> Exercise prompt:
Copy the records below word for word, from the line with "Return one point per instance of the sun" through the last line of the records, both included, and leave the pictures out of your copy.

> Material to process:
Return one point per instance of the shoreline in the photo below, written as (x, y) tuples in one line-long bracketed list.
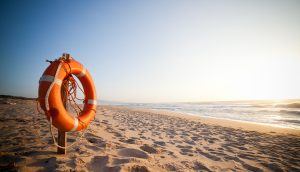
[(224, 122), (129, 140)]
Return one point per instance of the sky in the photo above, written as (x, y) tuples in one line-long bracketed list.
[(157, 50)]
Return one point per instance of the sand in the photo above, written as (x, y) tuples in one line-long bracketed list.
[(124, 139)]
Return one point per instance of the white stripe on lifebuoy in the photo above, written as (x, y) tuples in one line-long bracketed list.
[(49, 78), (75, 124), (82, 73)]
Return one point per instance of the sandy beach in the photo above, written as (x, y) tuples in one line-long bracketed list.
[(123, 139)]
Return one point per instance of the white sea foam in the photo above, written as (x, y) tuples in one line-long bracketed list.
[(249, 111)]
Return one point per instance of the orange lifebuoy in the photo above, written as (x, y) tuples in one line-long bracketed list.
[(50, 95)]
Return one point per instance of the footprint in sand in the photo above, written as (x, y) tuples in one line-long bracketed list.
[(131, 152), (149, 149)]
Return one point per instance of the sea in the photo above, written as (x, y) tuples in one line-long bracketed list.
[(284, 114)]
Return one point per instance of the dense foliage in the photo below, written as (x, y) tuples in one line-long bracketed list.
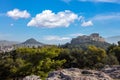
[(39, 61)]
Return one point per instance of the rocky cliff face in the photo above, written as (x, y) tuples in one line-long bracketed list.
[(77, 74)]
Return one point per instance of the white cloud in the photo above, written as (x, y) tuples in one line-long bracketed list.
[(16, 14), (107, 16), (51, 20), (86, 24), (11, 24), (56, 38), (105, 1)]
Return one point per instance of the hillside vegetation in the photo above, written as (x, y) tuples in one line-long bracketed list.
[(40, 61)]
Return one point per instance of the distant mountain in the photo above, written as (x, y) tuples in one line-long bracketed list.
[(84, 41), (30, 43), (113, 39), (7, 43)]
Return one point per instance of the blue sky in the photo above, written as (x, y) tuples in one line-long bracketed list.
[(57, 21)]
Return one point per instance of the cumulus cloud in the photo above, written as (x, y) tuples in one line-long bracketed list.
[(105, 1), (86, 24), (11, 24), (66, 1), (51, 20), (56, 38), (107, 16), (16, 14), (76, 34)]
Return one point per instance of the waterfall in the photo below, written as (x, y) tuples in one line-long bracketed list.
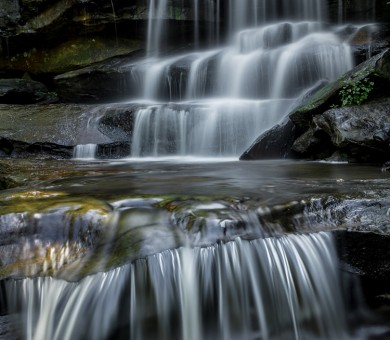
[(275, 51), (272, 288)]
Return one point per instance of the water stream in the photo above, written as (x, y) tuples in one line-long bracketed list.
[(208, 103)]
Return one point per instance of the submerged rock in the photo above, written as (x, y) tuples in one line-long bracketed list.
[(44, 130), (23, 91)]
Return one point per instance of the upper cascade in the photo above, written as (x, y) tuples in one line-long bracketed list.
[(245, 66)]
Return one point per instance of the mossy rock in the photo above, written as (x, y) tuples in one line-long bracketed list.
[(376, 69)]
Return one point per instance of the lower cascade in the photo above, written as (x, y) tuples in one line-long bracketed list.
[(285, 287)]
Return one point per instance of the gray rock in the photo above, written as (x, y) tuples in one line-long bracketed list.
[(274, 143), (357, 133)]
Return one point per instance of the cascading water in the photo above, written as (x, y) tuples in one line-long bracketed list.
[(272, 288), (213, 103), (268, 57)]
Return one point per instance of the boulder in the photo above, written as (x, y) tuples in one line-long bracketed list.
[(376, 69), (107, 81), (362, 133), (45, 130), (274, 143), (322, 127)]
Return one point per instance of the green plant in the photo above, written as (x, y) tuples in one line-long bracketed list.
[(355, 93)]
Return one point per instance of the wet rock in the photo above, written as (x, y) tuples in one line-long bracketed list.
[(23, 91), (275, 143), (46, 130), (46, 231), (360, 132), (376, 69), (105, 82), (367, 256), (322, 128), (75, 53)]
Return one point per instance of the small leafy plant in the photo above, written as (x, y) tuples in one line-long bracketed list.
[(356, 93)]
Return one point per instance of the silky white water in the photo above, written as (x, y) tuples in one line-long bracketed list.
[(272, 288), (273, 53)]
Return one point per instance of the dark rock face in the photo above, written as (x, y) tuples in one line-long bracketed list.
[(105, 82), (366, 255), (322, 129), (275, 143), (21, 91), (361, 132)]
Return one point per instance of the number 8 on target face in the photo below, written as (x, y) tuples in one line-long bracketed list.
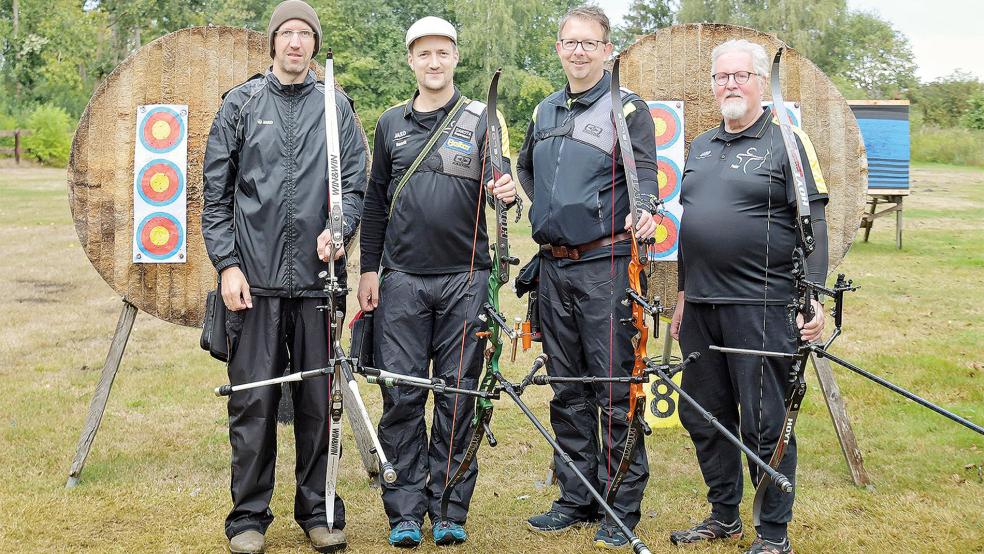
[(662, 411), (160, 165)]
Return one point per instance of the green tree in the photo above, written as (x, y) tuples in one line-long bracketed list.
[(943, 102), (644, 17)]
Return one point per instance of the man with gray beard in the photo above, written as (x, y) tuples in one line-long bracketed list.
[(737, 238)]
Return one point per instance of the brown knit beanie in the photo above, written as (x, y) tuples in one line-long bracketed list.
[(294, 9)]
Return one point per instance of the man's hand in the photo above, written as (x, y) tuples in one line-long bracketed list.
[(504, 189), (646, 227), (325, 247), (368, 291), (811, 330), (677, 317), (235, 289)]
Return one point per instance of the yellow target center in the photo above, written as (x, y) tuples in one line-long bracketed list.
[(159, 182), (159, 236), (160, 130), (661, 126), (661, 234)]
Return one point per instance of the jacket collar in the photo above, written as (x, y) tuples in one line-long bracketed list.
[(408, 107), (293, 89)]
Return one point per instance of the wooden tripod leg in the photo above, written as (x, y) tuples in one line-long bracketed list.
[(101, 396), (842, 424)]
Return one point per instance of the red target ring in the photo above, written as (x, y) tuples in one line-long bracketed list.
[(668, 125), (160, 182), (161, 130), (160, 235), (668, 178), (667, 232)]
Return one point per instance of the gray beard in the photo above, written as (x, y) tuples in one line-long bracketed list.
[(733, 110)]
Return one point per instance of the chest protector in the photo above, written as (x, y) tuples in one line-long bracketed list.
[(458, 155), (593, 126)]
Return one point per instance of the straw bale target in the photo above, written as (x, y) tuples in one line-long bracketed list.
[(193, 66), (675, 64)]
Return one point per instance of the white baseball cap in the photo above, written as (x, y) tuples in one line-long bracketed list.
[(431, 26)]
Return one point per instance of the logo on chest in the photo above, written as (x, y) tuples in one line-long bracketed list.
[(458, 145), (751, 160)]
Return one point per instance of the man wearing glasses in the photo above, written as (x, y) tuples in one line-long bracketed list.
[(736, 288), (265, 211), (570, 168)]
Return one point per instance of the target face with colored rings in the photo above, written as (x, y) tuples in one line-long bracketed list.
[(160, 182), (161, 130), (161, 235), (667, 231), (668, 177), (668, 125)]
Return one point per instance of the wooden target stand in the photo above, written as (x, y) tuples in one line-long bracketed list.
[(674, 64), (193, 66)]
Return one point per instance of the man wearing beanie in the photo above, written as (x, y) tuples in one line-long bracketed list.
[(420, 230), (264, 219)]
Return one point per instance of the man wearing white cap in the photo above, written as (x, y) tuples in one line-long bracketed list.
[(420, 229)]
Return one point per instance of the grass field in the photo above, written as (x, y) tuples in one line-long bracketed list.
[(158, 475)]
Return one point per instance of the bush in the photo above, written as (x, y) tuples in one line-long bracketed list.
[(948, 145), (50, 140)]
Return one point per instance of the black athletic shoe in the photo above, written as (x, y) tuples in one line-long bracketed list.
[(708, 530), (762, 546), (554, 522)]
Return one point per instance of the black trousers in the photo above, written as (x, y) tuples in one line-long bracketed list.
[(746, 394), (580, 311), (273, 334), (422, 319)]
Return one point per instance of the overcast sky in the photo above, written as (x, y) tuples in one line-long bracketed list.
[(945, 34)]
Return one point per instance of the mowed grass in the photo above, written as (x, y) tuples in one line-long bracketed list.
[(158, 476)]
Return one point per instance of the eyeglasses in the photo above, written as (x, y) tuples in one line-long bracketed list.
[(586, 45), (288, 34), (741, 77)]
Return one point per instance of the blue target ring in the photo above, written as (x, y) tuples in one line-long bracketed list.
[(161, 130)]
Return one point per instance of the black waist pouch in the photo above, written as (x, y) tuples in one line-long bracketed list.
[(214, 339)]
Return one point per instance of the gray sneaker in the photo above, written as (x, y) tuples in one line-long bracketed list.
[(708, 530), (247, 542), (325, 540)]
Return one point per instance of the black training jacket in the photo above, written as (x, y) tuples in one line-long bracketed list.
[(266, 183)]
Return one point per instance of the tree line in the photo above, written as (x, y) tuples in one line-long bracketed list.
[(53, 53)]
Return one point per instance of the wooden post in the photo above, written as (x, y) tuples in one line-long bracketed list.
[(101, 396), (869, 221), (842, 424)]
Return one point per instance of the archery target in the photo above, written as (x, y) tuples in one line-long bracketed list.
[(667, 233), (669, 125), (162, 129), (160, 235), (160, 182), (668, 177), (160, 167)]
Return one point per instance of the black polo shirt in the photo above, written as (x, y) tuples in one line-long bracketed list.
[(433, 225), (739, 215)]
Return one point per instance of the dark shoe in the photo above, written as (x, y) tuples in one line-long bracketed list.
[(406, 534), (610, 536), (247, 542), (762, 546), (325, 540), (708, 530), (447, 533), (554, 522)]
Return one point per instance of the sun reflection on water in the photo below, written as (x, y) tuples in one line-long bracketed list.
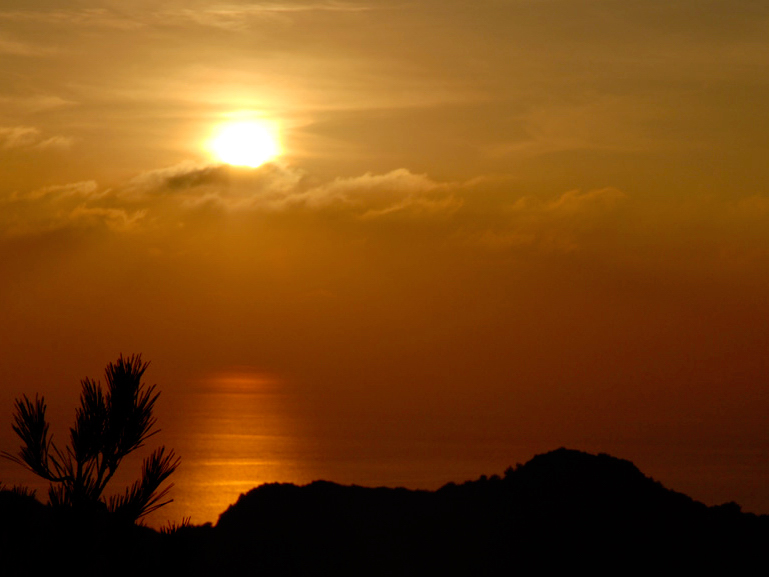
[(234, 432)]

> Solved problem:
Return one point per instance of the sun reflection on water in the photo below, written as (x, y) tuples in one line-long bracketed list.
[(234, 432)]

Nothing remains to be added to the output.